** START **

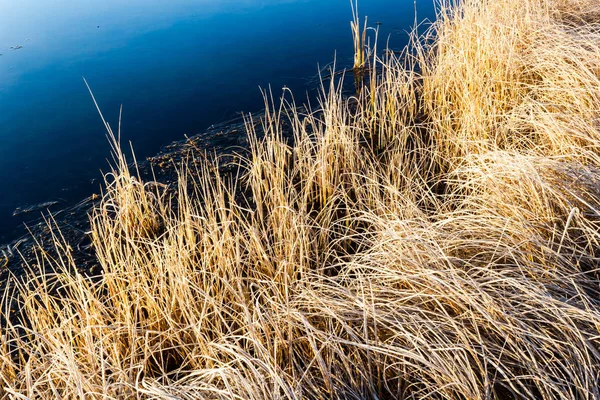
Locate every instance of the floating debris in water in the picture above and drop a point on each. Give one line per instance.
(37, 207)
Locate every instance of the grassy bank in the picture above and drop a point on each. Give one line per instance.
(437, 236)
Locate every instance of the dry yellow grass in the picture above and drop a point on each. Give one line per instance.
(435, 237)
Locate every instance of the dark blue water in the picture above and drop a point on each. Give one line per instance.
(176, 66)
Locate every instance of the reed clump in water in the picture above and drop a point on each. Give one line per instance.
(438, 239)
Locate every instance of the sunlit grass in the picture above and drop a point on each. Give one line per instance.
(435, 236)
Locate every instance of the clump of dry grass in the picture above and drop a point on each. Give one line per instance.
(435, 236)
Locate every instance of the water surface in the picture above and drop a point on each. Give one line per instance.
(176, 66)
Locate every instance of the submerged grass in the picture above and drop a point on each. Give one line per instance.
(436, 236)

** END **

Goal: Multiply every point coordinate in the answers by 2.1 and round each result to a whole number, with halves rounding up, then write out all the lines of the records again, requests included. Leave the pictures out.

The response:
Locate every instance of the floating debris in water in the picture above and drop a point on each. Give one line per instance.
(78, 435)
Locate every instance of the grassy bank in the picture above and drop a point on each. Give one line per instance.
(918, 496)
Locate every instance of the dry yellow grass in the picture above and drop a point on each. Give one line per instance.
(914, 498)
Locate every instance of the dark blue water in the picture above and drop a point on each. Give one line per instance.
(370, 139)
Locate every instance of the reed clump in water in the picture above and drop a point on each. Give one line per instance.
(920, 502)
Locate every instance of the sunlit grass in the picture above and drop a point on each. Give one line per instance.
(914, 496)
Locate every instance of the clump of dry grass in the picture above and drop a point on each. Give one line per instance.
(914, 496)
Locate every instance of the water surface in the picture above and drop a point on each. Give one line per instance.
(370, 139)
Locate every instance of the submerged grass in the picture above and drop a point on each. Give one line per instance.
(916, 496)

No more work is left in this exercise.